**Brief**
Render the stretch of material below from the line containing "pixel 529 241." through the line containing "pixel 621 429" as a Markdown table with the columns Row and Entry. Number each line in Row, put the line itself in Entry, and omit blank lines.

**Recorded information**

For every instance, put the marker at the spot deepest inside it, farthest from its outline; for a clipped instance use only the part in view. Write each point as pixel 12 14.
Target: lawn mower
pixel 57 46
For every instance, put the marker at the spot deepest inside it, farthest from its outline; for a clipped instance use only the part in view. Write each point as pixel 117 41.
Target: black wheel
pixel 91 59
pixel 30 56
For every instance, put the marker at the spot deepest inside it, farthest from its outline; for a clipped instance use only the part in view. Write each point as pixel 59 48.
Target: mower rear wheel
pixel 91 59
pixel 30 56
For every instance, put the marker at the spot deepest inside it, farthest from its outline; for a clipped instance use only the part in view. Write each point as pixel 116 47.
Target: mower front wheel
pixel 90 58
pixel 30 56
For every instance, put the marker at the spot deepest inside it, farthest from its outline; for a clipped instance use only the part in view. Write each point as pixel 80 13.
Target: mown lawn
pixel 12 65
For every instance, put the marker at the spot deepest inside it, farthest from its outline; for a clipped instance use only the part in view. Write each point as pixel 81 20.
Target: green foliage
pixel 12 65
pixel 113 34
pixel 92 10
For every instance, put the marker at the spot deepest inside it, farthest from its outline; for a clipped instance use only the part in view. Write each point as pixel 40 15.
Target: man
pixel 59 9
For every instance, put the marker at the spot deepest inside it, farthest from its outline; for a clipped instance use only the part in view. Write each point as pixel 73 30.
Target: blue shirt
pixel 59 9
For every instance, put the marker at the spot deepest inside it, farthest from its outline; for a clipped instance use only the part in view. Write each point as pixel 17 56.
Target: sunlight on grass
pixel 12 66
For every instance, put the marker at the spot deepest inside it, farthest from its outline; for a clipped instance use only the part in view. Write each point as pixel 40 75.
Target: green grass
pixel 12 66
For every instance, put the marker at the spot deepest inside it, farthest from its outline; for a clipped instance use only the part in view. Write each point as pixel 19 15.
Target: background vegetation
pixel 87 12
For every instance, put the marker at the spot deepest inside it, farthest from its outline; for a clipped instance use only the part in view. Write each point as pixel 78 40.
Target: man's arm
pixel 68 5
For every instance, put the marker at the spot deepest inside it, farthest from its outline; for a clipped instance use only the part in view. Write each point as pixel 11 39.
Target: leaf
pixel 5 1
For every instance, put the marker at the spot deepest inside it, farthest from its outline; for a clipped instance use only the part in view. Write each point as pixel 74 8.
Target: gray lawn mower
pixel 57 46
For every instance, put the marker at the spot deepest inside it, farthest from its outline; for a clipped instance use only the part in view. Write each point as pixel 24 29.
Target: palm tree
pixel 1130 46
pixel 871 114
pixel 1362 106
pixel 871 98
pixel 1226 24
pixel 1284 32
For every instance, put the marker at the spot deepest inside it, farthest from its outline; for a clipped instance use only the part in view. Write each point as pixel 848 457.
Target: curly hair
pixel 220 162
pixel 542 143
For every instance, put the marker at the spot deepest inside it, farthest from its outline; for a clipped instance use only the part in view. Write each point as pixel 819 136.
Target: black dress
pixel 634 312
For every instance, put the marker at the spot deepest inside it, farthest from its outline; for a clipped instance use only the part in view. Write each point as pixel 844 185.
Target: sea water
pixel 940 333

==

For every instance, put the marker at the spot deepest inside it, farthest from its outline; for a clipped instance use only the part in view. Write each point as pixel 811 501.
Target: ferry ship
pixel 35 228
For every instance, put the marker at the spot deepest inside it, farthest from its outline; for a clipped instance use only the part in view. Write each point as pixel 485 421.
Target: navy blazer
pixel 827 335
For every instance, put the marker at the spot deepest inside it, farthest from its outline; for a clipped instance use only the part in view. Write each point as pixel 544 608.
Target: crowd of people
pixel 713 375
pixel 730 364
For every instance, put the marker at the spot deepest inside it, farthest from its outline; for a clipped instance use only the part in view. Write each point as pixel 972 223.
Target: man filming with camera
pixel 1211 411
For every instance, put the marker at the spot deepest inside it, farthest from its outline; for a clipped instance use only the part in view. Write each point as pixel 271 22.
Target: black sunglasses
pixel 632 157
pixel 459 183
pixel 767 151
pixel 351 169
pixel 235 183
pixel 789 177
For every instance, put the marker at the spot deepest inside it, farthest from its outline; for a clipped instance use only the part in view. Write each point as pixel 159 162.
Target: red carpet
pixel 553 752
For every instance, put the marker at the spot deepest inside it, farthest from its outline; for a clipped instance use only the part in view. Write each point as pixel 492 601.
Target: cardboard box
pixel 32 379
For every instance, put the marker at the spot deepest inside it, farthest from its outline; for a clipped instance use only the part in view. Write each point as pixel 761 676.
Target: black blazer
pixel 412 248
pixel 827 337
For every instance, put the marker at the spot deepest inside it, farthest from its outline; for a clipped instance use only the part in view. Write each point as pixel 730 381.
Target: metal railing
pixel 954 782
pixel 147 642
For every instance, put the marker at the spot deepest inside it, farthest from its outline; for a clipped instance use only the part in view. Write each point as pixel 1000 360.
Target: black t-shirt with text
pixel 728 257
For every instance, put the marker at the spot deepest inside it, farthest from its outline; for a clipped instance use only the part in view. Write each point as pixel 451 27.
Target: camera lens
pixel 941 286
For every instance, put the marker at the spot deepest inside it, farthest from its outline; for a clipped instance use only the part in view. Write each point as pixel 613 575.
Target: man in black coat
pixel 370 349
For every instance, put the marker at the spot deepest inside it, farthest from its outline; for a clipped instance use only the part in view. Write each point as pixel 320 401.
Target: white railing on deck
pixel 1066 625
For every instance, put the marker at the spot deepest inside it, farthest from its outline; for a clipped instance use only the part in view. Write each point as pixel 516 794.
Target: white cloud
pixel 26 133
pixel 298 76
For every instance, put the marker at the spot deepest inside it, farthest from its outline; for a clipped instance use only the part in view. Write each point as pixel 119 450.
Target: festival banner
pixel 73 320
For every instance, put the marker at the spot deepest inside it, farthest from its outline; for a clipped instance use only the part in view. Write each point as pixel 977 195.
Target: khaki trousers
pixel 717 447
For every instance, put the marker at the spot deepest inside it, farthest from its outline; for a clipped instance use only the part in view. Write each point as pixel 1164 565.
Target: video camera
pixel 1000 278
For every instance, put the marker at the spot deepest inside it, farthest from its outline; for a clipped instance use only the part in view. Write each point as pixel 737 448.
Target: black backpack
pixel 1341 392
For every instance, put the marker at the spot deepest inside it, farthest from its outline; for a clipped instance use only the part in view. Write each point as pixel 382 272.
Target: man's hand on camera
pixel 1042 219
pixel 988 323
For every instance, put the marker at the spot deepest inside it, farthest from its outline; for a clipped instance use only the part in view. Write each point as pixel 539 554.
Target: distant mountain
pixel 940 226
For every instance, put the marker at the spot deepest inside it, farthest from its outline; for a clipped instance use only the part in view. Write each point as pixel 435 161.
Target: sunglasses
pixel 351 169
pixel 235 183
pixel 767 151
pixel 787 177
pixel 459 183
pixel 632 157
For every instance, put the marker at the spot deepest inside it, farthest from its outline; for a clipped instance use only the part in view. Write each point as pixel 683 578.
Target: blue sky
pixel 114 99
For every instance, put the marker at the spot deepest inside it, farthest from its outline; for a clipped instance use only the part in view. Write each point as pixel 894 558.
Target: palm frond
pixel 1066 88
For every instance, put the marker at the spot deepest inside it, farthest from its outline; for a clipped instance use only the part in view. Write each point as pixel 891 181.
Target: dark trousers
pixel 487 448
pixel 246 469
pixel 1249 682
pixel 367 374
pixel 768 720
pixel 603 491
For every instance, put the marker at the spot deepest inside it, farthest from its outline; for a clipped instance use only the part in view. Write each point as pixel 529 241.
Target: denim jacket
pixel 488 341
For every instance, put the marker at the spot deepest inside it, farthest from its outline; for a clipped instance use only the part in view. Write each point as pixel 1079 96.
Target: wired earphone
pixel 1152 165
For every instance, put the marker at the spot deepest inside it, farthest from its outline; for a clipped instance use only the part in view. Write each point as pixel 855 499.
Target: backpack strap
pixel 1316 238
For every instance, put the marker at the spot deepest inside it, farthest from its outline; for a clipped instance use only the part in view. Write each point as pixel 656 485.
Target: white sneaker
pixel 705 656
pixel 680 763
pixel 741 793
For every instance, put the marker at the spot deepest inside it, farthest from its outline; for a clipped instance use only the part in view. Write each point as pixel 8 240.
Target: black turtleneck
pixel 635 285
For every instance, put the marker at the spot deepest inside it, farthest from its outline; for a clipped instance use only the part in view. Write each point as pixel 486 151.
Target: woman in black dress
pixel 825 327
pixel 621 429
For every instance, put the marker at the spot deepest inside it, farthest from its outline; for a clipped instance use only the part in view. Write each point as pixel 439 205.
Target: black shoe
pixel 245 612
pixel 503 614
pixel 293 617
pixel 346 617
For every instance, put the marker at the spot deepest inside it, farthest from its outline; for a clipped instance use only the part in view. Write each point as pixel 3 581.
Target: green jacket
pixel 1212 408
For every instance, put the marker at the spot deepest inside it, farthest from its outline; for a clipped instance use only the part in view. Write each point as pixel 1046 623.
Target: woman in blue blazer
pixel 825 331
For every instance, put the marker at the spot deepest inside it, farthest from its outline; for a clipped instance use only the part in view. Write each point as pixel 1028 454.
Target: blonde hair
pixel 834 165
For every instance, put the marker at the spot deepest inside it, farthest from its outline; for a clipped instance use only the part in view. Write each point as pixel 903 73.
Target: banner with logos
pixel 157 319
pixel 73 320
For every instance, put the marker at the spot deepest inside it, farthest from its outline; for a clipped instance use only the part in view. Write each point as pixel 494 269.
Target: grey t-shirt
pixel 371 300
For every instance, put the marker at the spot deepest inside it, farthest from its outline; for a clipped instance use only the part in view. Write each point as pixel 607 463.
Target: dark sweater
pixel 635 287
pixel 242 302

**Finished exercise**
| Row | Entry |
|---|---|
| 1 | For every instance, put the marker at the spot deepest inside it, farthest from its outline; for a clipped instance use only the part in view. Write each point as pixel 529 241. |
| 2 | Target: denim jacket |
| 3 | pixel 488 341 |
| 4 | For every instance, put the marker at the spot deepest inside it, farthest from its outline; for a clipped instance use only the part in view. Write each point as pixel 1079 96. |
| 5 | Target: wired earphone |
| 6 | pixel 1152 165 |
| 7 | For every instance, put the marker at the spot deepest inside it, farthest from its outline; for a clipped instance use only the part in view. Write each point as pixel 855 499. |
| 8 | Target: backpack strap |
| 9 | pixel 1316 238 |
| 10 | For every instance, put the marker at the spot deepest inside it, farthest from its outline; for a clipped instance use only the part in view. Write each point as pixel 656 485. |
| 11 | Target: white sneaker |
| 12 | pixel 705 656 |
| 13 | pixel 680 763 |
| 14 | pixel 741 793 |
| 15 | For every instance, put the marker at the spot deepest inside it, farthest from its outline; for a clipped instance use only the part in view. Write each point as pixel 8 240. |
| 16 | Target: black turtleneck |
| 17 | pixel 635 285 |
| 18 | For every instance, put the marker at the spot deepest inside it, farthest from its outline; for a clipped instance use only the part in view. Write each point as pixel 486 151. |
| 19 | Target: woman in black dress |
| 20 | pixel 825 327 |
| 21 | pixel 621 429 |